Text section:
Two Democrat-supporting journalists embedded themselves in the Clinton campaign so they could write an insider account of her historic victory, but ended up with a brutal assessment of just how poor Hillary was as a candidate and how terribly her staff stuffed it up.
Peter Gregory
The House of Government: A Saga of the Russian Revolution by Yuri Slezkine
Released for the 100 year anniversary of the October Revolution, Berkeley historian Yuri Slezkine’s 1,100 page The House of Government chronicles the lives of elite Bolsheviks and their families from their early days of revolutionary awakening and the overthrow of the Tsar, through to their children’s loss of faith. Successfully mimicking Tolstoy’s War and Peace, Slezkine argues that the Bolsheviks were “millenarian sectarians preparing for the apocalypse” rather than ideologues.
Morgan Begg
Martin Luther: The Man Who Rediscovered God and Changed the World by Eric Metaxas
One of my favourite writers, the acclaimed Eric Metaxas – who has previously written bestselling works on Dietrich Bonhoeffer and William Wilberforce – turns his attention to Martin Luther who 500 years ago this year kick-started the Protestant Reformation and whose monumental faith, Metaxas controversially argues, gave birth to the ideas of faith, virtue and freedom that today lie at the heart of Western Civilisation.

Activity: In the book notes, why did the two journalists embed themselves in the Clinton campaign? Please answer in one to three sentences.

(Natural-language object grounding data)
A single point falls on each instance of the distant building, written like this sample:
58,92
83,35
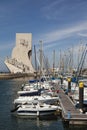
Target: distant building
20,61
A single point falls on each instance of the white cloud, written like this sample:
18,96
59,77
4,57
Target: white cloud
64,33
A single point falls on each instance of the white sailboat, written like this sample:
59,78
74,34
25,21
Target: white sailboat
37,110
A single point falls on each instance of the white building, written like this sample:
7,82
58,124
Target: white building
20,60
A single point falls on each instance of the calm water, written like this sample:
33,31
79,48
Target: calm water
8,90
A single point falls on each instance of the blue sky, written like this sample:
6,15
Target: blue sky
60,24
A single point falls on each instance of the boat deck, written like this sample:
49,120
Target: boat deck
69,111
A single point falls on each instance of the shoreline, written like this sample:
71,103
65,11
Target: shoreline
15,75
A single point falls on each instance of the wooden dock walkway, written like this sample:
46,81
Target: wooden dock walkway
69,112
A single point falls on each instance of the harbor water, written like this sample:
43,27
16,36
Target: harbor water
9,121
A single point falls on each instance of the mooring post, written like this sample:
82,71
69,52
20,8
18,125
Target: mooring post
61,79
81,95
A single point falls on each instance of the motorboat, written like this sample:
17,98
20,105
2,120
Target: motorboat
37,110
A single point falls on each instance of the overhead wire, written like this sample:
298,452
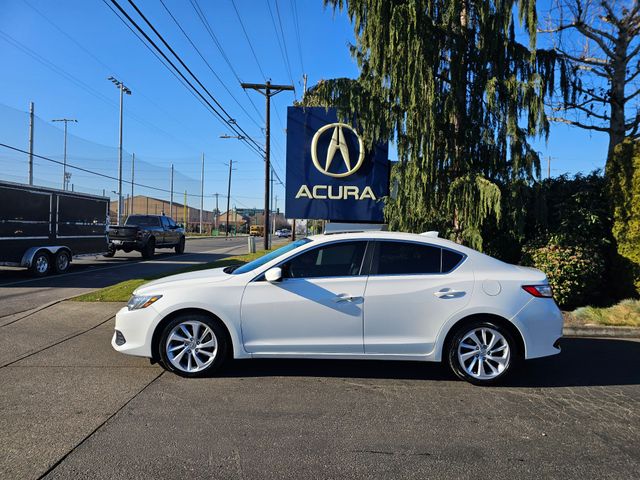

Result of this task: The two Democrat-supporting journalists embedded themselves in the Clinton campaign so they could write an insider account of her historic victory.